Task item: In full and without deviation, reproduce the records that follow.

Stored items from a collection:
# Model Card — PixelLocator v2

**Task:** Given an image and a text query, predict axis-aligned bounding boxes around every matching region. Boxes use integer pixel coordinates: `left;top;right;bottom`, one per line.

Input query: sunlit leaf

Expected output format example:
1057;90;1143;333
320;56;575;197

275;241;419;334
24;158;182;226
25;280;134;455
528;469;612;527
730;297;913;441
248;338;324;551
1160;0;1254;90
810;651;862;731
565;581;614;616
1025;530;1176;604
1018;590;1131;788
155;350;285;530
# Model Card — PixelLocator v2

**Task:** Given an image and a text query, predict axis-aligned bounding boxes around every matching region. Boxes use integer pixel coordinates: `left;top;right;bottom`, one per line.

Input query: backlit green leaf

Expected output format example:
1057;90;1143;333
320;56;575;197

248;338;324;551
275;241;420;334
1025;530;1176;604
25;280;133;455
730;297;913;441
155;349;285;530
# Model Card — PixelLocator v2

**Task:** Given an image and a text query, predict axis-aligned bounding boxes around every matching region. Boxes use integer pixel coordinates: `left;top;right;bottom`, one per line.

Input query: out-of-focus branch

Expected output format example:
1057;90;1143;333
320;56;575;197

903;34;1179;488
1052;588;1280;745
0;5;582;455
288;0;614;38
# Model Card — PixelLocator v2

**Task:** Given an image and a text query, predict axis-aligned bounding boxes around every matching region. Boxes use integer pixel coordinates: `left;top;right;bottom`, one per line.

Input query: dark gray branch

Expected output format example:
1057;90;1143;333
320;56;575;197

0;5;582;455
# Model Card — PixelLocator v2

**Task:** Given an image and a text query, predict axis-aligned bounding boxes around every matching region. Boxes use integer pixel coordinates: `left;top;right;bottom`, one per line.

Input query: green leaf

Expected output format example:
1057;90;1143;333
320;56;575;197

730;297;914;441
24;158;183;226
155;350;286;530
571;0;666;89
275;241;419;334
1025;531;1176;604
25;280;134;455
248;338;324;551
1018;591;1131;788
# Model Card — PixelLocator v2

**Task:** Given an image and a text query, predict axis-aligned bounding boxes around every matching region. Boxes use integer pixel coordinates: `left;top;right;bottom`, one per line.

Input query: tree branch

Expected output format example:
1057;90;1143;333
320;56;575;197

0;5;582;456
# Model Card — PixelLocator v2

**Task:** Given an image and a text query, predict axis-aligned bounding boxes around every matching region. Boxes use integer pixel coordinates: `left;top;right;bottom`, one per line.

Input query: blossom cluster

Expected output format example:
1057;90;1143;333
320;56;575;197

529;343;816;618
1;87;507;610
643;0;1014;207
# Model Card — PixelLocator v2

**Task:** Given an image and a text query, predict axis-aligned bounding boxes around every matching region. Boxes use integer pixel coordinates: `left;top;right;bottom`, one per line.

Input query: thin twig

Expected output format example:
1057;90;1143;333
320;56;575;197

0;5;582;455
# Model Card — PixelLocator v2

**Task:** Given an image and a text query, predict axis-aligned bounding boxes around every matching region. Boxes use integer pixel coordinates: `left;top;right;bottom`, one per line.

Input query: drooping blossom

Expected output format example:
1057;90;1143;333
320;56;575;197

Answer to this task:
# Model Card — PixelLocator v2

**Task:** Given an image and a text query, predict axis-aligned bounding boxes around every matching region. Boxes use integer pixel coordinates: `left;top;right;bottom`, one per line.

Input query: sunlit leaf

Expected output format example:
1057;90;1143;333
320;56;575;197

275;241;419;334
24;158;182;226
25;280;134;455
528;469;612;527
730;297;913;441
248;338;324;551
1160;0;1254;90
810;651;862;731
565;581;614;616
1025;530;1176;604
1018;590;1131;788
155;350;285;530
# Model Card — PixelLocator v2

**Task:** Given an image and a text query, predict axis-aligned bounding boxes around every matching region. Boxes use integer pixel coordinates: `left;top;right;bottom`, one per line.

Input query: backlit green leaf

Expected output format example:
1057;90;1143;333
320;56;575;197

248;338;324;551
275;241;420;334
1025;530;1176;604
25;280;133;455
730;297;913;441
155;349;285;530
# Model Card — PixelLocator v2

**Task:** Given an image and a text query, predict axis-aligned bounding boxes around every matching region. Boxes use integer pixel coordinates: `left;top;right;bottom`, one per line.

Input query: out-of-focus branch

Expected output format example:
1057;90;1143;333
320;56;575;197

903;34;1179;488
1052;588;1280;745
0;5;582;455
288;0;614;38
# Model Card — PixelLocator v2

**Task:** Given an image and a text query, predict axis-aligned bounding boxes around every matching region. Boxes use integer pixel coordinates: `left;top;right;bottom`, one per line.

Input query: dark gray branch

Expected output format example:
1057;90;1143;333
320;56;575;197

0;5;582;455
# Model Card — PixelLocator v2

**Task:** Given an image and a text query, predict axis-aligned bounding boxes around every matching region. Boxes use integer pixel coordinates: `left;top;right;bottom`, one per line.

Input query: green leaf

Expected output format example:
1057;90;1143;333
320;56;575;197

730;297;914;441
24;158;183;226
155;350;286;530
571;0;666;89
275;241;419;334
1025;531;1176;604
25;280;134;455
248;338;324;551
1018;591;1131;788
# Model Card — PixelLocator v2

**Task:** Given an image and a text query, predict axis-aligned bounding boxes around every matching region. Boxes use integer pixel coordinates: `left;top;right;bottom`, one per line.

Input query: tree branch

Expected output format example:
1057;90;1143;333
320;56;575;197

0;5;582;456
# Model Card — PixelLocator v2

**Task:** Given an image and a text query, predict axis-aligned bounding boxes around every matching region. Boxes use integer pixel coordinates: `left;top;right;bottom`, one per line.

Input query: blossom cluster

Expected output format example:
1057;90;1143;333
320;56;575;197

529;343;816;618
1;87;507;610
643;0;1014;207
# Model Card — PixelLocator v2

**Task:** Given an image and a text query, predict axis-aligned bounding boxes around every matching region. Boxes use integer pixel coordinates: `left;top;right;bottom`, one per line.

Input query: thin twig

Expected output format example:
1057;90;1143;333
320;56;575;197

0;5;582;455
# Model Card — PixelLocator v2

**Task:** Given an image and a text query, predict axis-aligned bounding boxes around every matching region. Boxes use integer pixel coordinates: `left;top;right;bottom`, one per line.

Input query: drooping blossom

Expected output format example:
1057;90;1143;333
320;56;575;197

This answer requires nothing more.